— start of Entries provided —

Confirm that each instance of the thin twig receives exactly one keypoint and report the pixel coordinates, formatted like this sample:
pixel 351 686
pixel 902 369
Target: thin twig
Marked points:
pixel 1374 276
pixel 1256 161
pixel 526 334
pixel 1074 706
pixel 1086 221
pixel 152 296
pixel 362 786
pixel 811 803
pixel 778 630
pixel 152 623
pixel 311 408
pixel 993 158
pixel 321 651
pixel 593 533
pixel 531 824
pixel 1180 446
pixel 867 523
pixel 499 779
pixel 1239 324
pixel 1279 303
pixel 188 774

— end of Entries provided —

» **Task brief**
Copy out every line of the records above again, word for word and in the same order.

» **The result**
Confirm that each instance of the thin twig receives exactly one keypoint and report the pixel coordinates, formatted like this sample:
pixel 351 686
pixel 902 369
Target: thin twig
Marked points:
pixel 1374 276
pixel 1256 161
pixel 526 334
pixel 1074 706
pixel 1086 221
pixel 152 296
pixel 362 786
pixel 811 803
pixel 778 630
pixel 152 623
pixel 311 408
pixel 993 158
pixel 321 651
pixel 593 533
pixel 531 824
pixel 1180 446
pixel 867 523
pixel 499 779
pixel 1239 324
pixel 1279 303
pixel 188 774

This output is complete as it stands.